──────── Supplied text ────────
A Journal Of The Plague Year is written by the same author who wrote Robinson Crusoe, Daniel Defoe. Unlike Robinson Crusoe, which I had had rammed down my throat since the sixth grade, I read A Journal Of The Plague Year on my own, when I was in my mid-20s. I enjoyed that book; I did not like Robinson Crusoe, which may be a valid argument for letting people discover literary classics on their own. A Journal Of The Plague Year is worth discovering, for it chronicles one of the greatest disasters to ever befall the human race in recorded history, the relentless march of the Black Death across England in the 1600s.
It is noted in the forward to the book that Defoe was five years old at the time of the plague in 1665. It is further asserted that he used his childhood memories of the plague as the basis for writing this book. I, however, disagree; not for reasons of scholarship or research, but because it simply does not ring true, especially when Defoe's personal history is taken into account.
──────── Information given ────────
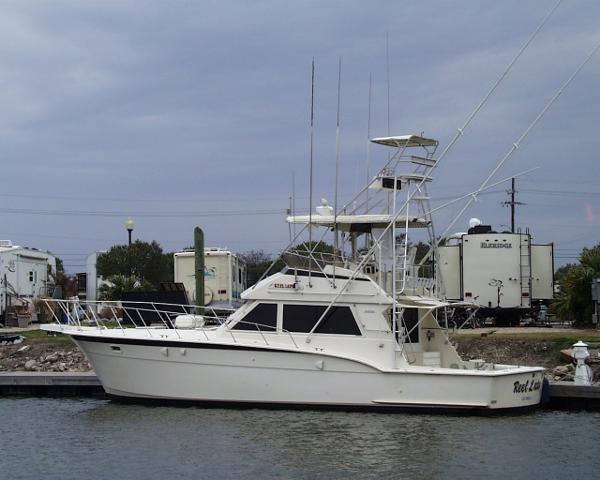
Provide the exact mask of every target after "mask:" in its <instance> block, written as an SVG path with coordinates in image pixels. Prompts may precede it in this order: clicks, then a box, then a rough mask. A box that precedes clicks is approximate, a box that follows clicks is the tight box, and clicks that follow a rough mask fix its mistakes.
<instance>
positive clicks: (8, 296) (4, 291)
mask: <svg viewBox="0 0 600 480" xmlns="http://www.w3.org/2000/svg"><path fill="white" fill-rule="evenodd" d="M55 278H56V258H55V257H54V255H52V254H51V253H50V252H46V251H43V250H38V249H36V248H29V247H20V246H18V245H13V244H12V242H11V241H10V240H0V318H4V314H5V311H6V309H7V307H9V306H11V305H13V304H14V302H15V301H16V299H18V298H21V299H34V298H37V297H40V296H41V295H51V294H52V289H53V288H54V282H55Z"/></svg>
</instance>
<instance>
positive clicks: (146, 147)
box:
────────
• Task prompt: Write out the passage from the review of A Journal Of The Plague Year, starting at "A Journal Of The Plague Year is written" and ending at "in the 1600s.".

• Your solution:
A Journal Of The Plague Year is written by the same author who wrote Robinson Crusoe, Daniel Defoe. Unlike Robinson Crusoe, which I had had rammed down my throat since the sixth grade, I read A Journal Of The Plague Year on my own, when I was in my mid-20s. I enjoyed that book; I did not like Robinson Crusoe, which may be a valid argument for letting people discover literary classics on their own. A Journal Of The Plague Year is worth discovering, for it chronicles one of the greatest disasters to ever befall the human race in recorded history, the relentless march of the Black Death across England in the 1600s.